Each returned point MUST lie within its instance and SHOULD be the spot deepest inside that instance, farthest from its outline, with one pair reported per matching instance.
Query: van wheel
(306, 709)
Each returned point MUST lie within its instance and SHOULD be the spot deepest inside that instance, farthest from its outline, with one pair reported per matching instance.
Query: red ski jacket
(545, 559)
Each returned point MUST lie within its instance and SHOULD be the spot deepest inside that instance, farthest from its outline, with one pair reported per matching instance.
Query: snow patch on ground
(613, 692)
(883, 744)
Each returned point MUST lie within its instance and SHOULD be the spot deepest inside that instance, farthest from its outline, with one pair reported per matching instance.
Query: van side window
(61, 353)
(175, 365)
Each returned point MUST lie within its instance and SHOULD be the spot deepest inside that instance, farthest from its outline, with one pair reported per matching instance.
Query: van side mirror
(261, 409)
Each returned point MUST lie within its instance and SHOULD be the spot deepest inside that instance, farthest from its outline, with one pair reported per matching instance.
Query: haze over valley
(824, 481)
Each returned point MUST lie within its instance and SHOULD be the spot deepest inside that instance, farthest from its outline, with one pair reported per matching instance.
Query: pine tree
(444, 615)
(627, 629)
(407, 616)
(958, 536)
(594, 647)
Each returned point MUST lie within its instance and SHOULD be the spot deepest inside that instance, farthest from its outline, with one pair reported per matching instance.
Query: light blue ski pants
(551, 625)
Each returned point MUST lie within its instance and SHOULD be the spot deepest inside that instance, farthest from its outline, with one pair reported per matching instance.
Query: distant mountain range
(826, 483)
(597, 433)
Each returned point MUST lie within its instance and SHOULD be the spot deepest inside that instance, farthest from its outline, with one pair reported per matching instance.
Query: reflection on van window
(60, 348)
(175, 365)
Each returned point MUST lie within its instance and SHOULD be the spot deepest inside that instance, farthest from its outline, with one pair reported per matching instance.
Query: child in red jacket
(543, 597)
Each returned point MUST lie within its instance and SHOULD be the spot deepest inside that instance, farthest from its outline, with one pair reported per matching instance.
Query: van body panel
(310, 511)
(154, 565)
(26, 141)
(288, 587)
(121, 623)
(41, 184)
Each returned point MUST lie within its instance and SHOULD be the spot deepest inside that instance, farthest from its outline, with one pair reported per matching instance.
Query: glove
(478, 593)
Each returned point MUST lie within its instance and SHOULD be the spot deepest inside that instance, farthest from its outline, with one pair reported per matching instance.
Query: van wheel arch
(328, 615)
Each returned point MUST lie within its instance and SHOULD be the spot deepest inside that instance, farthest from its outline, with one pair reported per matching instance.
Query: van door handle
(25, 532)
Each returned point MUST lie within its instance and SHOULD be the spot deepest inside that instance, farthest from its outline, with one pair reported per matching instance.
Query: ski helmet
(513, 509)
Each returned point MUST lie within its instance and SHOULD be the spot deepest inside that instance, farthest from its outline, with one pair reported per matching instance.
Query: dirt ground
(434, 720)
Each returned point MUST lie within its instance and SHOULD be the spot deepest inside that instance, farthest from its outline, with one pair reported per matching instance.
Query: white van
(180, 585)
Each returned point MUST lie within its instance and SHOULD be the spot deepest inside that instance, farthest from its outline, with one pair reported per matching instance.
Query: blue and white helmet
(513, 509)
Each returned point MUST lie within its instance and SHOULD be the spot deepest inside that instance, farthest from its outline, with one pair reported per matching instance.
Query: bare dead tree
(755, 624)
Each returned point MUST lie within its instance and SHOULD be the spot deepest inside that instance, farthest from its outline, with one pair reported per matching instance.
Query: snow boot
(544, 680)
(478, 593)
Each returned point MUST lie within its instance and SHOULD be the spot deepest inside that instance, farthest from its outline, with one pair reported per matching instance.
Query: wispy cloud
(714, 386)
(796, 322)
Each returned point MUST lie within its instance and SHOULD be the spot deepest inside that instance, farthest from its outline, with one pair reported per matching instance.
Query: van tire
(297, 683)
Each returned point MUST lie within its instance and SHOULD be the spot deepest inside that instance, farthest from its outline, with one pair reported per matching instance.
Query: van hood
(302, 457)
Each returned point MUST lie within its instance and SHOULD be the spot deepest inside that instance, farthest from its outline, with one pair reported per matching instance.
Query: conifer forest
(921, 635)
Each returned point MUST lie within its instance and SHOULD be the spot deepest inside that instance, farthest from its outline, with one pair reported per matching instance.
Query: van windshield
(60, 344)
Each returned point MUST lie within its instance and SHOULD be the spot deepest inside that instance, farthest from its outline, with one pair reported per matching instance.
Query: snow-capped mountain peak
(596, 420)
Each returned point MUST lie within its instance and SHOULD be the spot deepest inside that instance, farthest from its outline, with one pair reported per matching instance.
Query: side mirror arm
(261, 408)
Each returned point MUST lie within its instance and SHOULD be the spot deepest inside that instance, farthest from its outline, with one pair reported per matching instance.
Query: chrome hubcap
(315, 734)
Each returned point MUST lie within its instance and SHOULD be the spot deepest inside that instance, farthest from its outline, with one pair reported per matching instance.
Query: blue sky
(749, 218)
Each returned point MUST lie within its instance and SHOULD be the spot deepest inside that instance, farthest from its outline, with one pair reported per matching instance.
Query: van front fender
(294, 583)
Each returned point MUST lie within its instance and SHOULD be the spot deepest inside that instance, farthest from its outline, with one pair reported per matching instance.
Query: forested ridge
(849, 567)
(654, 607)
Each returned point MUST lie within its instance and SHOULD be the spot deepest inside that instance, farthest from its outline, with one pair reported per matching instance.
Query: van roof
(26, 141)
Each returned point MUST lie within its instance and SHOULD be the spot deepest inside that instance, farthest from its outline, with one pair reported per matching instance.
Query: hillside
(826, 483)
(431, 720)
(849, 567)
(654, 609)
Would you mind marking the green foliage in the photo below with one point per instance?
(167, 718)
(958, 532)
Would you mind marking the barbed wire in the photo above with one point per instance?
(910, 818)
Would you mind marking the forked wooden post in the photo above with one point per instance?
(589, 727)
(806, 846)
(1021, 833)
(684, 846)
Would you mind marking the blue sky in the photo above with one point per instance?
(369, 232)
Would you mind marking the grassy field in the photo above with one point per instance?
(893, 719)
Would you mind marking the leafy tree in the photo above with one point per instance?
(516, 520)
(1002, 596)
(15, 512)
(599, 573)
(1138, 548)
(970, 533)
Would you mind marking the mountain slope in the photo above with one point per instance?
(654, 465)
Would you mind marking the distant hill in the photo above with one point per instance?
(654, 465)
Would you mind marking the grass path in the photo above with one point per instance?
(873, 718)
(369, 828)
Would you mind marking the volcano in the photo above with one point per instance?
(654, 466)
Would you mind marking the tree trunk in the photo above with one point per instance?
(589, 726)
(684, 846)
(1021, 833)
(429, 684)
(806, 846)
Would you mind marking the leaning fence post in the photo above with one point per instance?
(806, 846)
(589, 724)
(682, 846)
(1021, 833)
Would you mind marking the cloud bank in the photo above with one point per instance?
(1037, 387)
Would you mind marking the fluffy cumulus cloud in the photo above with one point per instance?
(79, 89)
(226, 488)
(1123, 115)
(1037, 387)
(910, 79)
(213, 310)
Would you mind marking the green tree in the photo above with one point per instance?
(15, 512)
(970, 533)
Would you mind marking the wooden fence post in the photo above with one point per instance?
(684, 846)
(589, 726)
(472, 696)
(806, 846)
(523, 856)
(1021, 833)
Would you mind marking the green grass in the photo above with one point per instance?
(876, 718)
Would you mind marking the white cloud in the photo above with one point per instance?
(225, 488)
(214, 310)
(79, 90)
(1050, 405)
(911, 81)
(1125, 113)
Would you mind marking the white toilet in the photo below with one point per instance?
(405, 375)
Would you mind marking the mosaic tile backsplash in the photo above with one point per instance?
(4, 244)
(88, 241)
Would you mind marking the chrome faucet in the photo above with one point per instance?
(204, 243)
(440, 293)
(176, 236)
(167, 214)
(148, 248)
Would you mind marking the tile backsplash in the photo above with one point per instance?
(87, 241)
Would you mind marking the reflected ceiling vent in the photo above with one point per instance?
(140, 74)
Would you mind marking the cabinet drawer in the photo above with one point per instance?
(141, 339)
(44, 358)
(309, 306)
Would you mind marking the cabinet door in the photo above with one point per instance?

TASK STATEMENT:
Would you transcribe, unchanged, every line of the material from the one containing "Would you mind marking the cabinet drawer" to the very end, including both, and nothing else?

SOLUTION TO THE PROBLEM:
Would you mind marking the cabinet drawer in the photo above with one point per instance?
(141, 339)
(44, 358)
(309, 306)
Would you mind marking the cabinet door in the photo above with one point per instance?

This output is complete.